- Task goal: Could you reproduce the lines below from the one with "Target: tiled roof" through the one with "pixel 231 5"? Keep both ends and add nothing.

- Recorded data:
◆ ◆ ◆ ◆
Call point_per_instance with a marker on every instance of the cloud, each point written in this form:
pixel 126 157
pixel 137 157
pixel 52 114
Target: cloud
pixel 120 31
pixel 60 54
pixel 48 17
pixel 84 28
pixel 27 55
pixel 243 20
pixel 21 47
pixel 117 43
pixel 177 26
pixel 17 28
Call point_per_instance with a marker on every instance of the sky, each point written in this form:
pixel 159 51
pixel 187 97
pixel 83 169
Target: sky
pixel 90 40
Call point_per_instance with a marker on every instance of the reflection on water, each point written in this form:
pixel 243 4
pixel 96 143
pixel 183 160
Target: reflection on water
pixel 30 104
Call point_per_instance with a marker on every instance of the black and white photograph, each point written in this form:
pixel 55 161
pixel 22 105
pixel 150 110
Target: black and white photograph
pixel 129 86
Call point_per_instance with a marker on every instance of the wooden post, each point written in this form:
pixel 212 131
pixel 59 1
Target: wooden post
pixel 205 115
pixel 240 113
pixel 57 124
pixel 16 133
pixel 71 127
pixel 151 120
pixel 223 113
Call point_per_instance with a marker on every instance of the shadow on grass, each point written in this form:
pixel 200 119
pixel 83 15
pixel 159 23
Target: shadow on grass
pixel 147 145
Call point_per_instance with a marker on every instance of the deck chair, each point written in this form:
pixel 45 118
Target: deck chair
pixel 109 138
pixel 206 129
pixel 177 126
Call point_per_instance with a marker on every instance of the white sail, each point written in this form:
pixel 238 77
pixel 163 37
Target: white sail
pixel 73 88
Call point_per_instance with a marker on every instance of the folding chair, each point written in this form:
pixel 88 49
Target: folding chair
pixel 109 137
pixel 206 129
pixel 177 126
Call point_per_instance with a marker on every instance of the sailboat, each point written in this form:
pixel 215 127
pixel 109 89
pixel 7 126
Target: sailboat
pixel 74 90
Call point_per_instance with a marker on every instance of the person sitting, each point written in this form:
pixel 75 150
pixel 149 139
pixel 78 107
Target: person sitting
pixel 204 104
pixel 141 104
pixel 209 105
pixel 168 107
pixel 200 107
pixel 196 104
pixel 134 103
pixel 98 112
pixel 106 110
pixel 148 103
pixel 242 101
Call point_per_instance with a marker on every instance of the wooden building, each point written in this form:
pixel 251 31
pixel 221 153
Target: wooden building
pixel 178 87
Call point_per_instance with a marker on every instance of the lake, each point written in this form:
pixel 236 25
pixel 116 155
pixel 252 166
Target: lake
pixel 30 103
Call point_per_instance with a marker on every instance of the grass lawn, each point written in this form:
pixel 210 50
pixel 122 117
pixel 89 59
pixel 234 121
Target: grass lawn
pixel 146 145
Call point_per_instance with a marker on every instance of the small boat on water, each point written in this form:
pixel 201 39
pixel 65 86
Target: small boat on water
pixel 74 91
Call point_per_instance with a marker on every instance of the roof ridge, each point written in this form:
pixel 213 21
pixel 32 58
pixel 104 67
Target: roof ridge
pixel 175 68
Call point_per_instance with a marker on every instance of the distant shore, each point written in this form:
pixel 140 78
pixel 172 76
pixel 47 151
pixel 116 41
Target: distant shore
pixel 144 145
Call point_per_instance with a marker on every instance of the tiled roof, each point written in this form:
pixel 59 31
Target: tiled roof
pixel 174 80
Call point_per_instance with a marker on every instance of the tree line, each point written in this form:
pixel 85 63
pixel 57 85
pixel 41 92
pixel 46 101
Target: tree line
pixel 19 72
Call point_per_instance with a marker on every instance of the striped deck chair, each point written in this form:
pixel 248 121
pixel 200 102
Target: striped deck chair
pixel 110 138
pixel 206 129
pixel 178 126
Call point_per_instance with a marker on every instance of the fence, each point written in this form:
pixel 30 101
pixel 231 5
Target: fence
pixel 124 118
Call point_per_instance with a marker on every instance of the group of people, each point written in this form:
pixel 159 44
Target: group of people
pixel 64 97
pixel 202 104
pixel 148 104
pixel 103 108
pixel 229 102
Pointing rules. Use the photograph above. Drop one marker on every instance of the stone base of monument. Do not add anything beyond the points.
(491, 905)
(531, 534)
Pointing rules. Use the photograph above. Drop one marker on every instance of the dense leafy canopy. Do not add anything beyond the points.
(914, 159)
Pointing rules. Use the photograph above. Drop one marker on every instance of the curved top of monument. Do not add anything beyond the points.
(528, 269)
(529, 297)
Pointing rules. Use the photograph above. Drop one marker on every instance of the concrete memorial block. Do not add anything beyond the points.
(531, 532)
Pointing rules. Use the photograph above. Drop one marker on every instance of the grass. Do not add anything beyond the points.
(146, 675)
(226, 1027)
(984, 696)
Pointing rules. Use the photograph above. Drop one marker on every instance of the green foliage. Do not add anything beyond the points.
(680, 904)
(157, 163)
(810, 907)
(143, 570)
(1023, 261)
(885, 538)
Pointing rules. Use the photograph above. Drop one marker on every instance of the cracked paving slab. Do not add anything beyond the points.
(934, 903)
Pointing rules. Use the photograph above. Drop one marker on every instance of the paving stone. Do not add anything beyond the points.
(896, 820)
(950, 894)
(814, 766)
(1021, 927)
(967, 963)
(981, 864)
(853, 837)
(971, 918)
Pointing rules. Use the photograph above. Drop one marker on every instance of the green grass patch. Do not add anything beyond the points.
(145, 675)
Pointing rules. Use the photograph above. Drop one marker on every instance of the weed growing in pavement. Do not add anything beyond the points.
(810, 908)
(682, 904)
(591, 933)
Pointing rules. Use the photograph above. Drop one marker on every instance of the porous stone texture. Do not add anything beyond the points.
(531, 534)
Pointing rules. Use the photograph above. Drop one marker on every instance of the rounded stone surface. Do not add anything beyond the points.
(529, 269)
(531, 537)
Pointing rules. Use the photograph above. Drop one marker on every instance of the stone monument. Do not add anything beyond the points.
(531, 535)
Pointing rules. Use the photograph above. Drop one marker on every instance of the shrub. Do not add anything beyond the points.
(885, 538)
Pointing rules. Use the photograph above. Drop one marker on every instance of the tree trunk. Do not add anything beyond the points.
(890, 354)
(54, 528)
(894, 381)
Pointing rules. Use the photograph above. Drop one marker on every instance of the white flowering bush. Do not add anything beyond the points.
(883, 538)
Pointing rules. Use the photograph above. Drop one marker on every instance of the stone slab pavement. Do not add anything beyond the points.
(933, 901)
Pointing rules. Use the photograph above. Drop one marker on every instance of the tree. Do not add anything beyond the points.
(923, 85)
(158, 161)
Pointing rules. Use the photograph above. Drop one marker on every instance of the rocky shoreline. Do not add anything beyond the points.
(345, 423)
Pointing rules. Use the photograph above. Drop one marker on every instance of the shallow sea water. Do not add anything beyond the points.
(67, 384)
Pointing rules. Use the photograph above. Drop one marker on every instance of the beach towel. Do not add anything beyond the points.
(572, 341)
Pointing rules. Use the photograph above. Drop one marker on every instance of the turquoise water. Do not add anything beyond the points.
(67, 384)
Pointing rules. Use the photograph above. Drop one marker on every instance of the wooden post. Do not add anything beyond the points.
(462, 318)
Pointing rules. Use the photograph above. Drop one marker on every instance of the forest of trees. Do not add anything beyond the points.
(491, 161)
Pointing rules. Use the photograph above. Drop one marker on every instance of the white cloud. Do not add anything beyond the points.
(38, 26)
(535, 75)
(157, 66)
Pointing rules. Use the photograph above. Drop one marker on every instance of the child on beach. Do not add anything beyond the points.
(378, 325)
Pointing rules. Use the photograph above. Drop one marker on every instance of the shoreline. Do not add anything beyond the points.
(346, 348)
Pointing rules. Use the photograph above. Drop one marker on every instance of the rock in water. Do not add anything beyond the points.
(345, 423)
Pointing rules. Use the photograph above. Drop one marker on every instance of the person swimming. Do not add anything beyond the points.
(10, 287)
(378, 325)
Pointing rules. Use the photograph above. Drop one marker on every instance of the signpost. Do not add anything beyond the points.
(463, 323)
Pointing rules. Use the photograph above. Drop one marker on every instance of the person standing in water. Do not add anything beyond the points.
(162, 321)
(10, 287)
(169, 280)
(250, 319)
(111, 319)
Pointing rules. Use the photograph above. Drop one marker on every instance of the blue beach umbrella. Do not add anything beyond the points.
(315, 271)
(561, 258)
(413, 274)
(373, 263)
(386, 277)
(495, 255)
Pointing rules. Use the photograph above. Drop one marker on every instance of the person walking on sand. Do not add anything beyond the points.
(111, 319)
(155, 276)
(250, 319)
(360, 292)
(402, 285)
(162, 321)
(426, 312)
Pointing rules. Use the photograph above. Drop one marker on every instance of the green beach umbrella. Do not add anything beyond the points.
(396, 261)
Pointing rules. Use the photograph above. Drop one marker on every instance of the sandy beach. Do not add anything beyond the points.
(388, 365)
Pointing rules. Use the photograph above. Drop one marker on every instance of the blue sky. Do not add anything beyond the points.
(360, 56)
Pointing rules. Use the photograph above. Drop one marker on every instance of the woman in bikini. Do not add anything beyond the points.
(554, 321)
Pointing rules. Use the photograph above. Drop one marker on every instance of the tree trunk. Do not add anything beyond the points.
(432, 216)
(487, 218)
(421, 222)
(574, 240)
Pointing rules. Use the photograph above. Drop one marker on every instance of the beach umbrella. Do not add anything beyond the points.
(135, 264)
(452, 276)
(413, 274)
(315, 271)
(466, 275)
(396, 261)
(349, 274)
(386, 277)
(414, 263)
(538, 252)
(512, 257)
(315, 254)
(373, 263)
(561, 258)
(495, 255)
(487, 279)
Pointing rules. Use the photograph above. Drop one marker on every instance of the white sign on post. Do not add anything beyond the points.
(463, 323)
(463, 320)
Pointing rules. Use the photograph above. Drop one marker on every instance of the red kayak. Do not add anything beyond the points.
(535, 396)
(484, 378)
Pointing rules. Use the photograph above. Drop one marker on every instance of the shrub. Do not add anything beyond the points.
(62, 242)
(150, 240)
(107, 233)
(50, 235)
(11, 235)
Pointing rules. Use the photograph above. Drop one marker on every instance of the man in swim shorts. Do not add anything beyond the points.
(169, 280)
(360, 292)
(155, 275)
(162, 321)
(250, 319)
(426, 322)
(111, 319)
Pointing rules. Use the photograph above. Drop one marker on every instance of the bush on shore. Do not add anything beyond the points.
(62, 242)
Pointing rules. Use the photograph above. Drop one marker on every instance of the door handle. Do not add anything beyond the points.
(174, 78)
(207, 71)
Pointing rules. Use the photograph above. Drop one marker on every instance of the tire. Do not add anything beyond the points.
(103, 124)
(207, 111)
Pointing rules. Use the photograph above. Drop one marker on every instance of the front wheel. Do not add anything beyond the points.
◆ ◆ ◆ ◆
- Solution:
Target: tiled roof
pixel 174 80
Call point_per_instance with a marker on every instance of the tree line, each point written in this form:
pixel 85 63
pixel 57 85
pixel 41 92
pixel 46 101
Target: tree line
pixel 19 72
Call point_per_instance with a marker on every instance of the striped deck chair, each point written in this form:
pixel 248 121
pixel 200 102
Target: striped deck chair
pixel 110 138
pixel 206 129
pixel 178 126
Call point_per_instance with a marker on every instance of the fence, each point written in this form:
pixel 30 101
pixel 231 5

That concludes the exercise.